● Dataset records
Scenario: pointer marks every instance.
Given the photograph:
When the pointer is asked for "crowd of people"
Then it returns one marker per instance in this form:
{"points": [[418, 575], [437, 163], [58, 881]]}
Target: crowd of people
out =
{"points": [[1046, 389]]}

● Aim
Copy the material above line for line, without changing anything.

● Reply to the task
Scenario: pointer marks every instance.
Given the photograph:
When the pointer is asked for "crowd of people"
Then it returns one marker per instance in this form:
{"points": [[418, 575], [437, 163], [58, 881]]}
Target: crowd of people
out =
{"points": [[1046, 389]]}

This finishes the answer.